* What is being asked *
The lines you return should be those containing the string "rear", taken from the data below.

* Exercise input *
+ + + + +
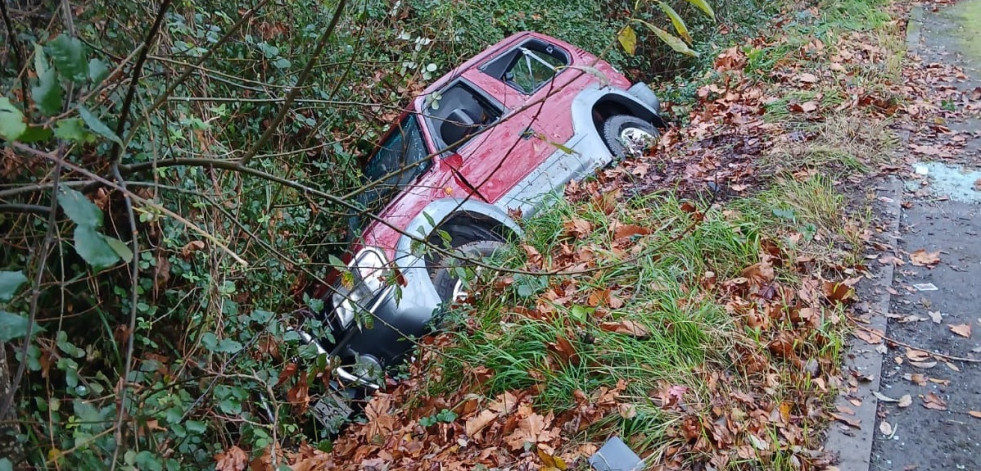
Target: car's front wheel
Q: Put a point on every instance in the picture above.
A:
(449, 286)
(627, 135)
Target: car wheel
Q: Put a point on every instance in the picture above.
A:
(451, 288)
(627, 135)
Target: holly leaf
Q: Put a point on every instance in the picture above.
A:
(79, 209)
(35, 134)
(679, 24)
(47, 93)
(93, 248)
(672, 41)
(97, 126)
(120, 248)
(13, 326)
(704, 6)
(97, 70)
(72, 130)
(10, 283)
(12, 123)
(68, 55)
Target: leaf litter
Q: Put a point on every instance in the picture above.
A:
(732, 414)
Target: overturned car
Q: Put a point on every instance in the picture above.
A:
(486, 141)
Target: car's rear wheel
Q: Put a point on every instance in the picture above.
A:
(627, 135)
(448, 285)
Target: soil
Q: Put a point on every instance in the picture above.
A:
(944, 215)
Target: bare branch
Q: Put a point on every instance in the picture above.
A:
(117, 148)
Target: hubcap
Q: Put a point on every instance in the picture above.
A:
(635, 140)
(460, 293)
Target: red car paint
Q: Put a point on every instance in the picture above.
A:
(494, 161)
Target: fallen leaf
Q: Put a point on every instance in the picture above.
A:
(870, 336)
(627, 411)
(922, 258)
(233, 459)
(477, 423)
(964, 330)
(191, 247)
(758, 443)
(905, 401)
(629, 230)
(807, 77)
(917, 355)
(625, 327)
(854, 423)
(883, 397)
(932, 401)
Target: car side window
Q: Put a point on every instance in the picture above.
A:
(399, 160)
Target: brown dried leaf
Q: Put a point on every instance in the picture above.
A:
(932, 401)
(625, 326)
(191, 247)
(477, 423)
(922, 258)
(233, 459)
(905, 401)
(629, 230)
(870, 336)
(964, 330)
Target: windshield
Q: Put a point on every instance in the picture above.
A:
(393, 167)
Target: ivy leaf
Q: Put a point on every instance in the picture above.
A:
(679, 24)
(79, 209)
(628, 39)
(47, 93)
(671, 40)
(97, 71)
(120, 248)
(704, 6)
(12, 123)
(93, 248)
(72, 130)
(13, 326)
(10, 282)
(68, 55)
(98, 126)
(40, 62)
(35, 134)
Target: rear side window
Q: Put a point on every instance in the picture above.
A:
(529, 66)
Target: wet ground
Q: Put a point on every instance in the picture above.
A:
(937, 310)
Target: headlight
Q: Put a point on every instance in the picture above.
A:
(369, 268)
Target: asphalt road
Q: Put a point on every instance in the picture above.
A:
(936, 431)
+ + + + +
* Completed task *
Target: car's rear wheel
Target: rear side window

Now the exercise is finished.